Copy out, word for word, the stretch from the line containing "In this exercise you will indicate every instance of the signage" through the end of the records below.
## Begin Given records
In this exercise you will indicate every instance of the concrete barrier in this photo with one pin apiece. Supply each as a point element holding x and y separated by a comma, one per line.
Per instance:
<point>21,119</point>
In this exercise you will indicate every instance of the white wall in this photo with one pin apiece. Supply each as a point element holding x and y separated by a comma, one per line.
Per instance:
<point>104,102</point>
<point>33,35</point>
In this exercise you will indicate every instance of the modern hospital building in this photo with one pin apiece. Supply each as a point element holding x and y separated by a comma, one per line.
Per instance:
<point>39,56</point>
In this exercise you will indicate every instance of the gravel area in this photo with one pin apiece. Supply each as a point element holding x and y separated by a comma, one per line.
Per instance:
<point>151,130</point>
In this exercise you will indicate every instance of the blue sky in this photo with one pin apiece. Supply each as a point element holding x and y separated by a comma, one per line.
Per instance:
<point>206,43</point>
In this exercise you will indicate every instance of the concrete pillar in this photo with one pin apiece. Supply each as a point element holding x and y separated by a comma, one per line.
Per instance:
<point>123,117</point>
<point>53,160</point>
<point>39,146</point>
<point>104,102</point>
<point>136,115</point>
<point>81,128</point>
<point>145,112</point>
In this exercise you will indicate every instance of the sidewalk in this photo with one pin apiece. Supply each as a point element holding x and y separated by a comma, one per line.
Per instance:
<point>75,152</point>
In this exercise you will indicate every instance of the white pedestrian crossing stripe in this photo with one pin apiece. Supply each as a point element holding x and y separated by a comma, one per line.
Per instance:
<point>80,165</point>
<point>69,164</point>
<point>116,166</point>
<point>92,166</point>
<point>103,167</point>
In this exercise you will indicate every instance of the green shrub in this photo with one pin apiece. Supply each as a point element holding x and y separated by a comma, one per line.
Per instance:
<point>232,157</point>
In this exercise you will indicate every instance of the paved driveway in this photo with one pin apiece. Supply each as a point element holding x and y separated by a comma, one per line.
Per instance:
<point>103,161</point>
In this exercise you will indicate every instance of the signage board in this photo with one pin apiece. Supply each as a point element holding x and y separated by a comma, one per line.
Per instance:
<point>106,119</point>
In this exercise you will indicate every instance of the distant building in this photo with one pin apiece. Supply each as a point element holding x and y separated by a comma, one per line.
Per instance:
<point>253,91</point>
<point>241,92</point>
## End Given records
**Solution to the exercise:**
In this exercise you will indicate every instance of the signage board in this photo with one pin apiece. Supply each as a point element holding x and y separated by a comma, one per line.
Per instance:
<point>106,119</point>
In this exercise you will indicate every instance of the distant building in this photo with one pin apiece. Supply each as a point element holding x and y separated by a comma, one per line.
Per instance:
<point>253,91</point>
<point>241,92</point>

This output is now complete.